(EXERCISE MATERIAL)
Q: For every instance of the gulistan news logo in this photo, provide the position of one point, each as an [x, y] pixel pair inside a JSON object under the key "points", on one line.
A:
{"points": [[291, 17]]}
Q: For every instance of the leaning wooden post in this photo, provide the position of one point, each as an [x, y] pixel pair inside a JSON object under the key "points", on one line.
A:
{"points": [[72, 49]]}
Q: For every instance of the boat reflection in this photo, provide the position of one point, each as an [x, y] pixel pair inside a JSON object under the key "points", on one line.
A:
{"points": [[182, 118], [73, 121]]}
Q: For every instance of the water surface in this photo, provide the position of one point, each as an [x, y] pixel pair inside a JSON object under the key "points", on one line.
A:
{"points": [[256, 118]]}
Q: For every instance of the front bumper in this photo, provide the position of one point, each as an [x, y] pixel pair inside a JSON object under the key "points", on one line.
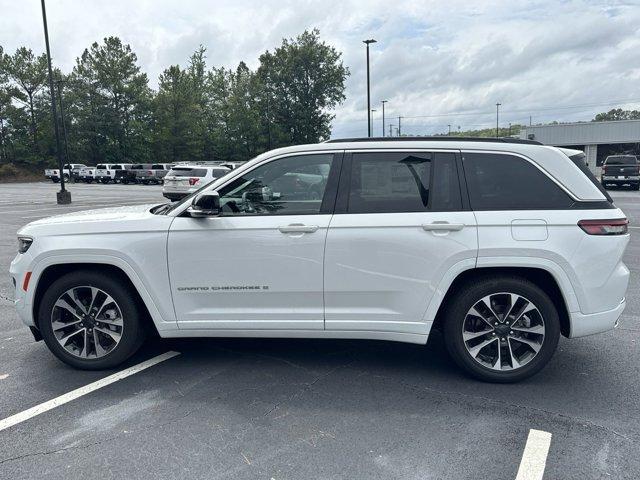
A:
{"points": [[583, 325]]}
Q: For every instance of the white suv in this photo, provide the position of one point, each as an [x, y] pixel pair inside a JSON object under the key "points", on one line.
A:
{"points": [[502, 245], [182, 180]]}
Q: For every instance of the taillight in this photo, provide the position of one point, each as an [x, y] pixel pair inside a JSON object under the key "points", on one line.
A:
{"points": [[618, 226]]}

(CHALLENGE) Write out every line of the listing again, requests included, and shift each x and y coordinate in the answers by -73. Leave the pictures out.

(CORRECT ANSWER)
Q: For every instance of the gulistan news logo in this photo, provide the position of one point, each as an [x, y] pixel pair inside a JSON object under the key "points", on one line.
A:
{"points": [[218, -56]]}
Q: For every instance of the leaning wooden post in this photo, provide the position of one point, each as an [x, y] pixel pair inside a JSON object under the key "points", on one line.
A:
{"points": [[-1, -24]]}
Q: For every instance of the boat reflection in this photo, provide the position of one point, each as an [x, y] pixel pair inside a JSON object under the key "points", on one line.
A:
{"points": [[109, 45], [0, 48]]}
Q: For every instance of the water surface in this photo, provide the position of one point, each as an [x, y] pixel pair inside a JSON object under the key "points", on one line.
A:
{"points": [[183, 45]]}
Q: For every instance of the front bumper in this photo, provide the position of one point, each as an [x, y] pixel pair inside a JSON object under the key "points", on one line.
A:
{"points": [[510, 252]]}
Q: For every instance of the white suv in this photo, provide the position of one point, each as an [x, y] pixel pair inside a JSON object under the key "points", on one line.
A:
{"points": [[429, 172], [109, 107]]}
Q: For every instance of the taillight in this photo, provide the position of one point, each as an [x, y] pixel pair inside a JSON object under the key "points", on one line.
A:
{"points": [[545, 153]]}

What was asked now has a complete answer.